◆ **SHORT EXERCISE**
In the copy, include every entry exactly but none of the images.

[Saved entries]
◇ ◇ ◇ ◇ ◇

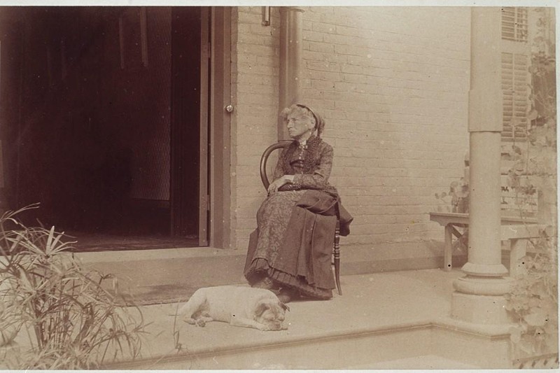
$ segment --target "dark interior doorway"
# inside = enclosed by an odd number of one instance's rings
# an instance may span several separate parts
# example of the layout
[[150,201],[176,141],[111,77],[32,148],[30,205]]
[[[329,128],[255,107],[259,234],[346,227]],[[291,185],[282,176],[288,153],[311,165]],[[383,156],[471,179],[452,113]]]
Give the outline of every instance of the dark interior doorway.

◇ ◇ ◇ ◇ ◇

◆ **EXERCISE RESULT**
$ segment --target "dark interior doorway"
# inside = enclosed by an odd number of one instance's rings
# an instance may span several separate parts
# example of the layout
[[150,201],[176,141],[111,77],[32,148],[30,205]]
[[[329,128],[255,107],[259,234],[346,227]],[[291,185],[282,176],[288,153],[311,165]],[[383,156],[471,179],[452,113]]]
Give the outline of every instance of the dark interior doorway.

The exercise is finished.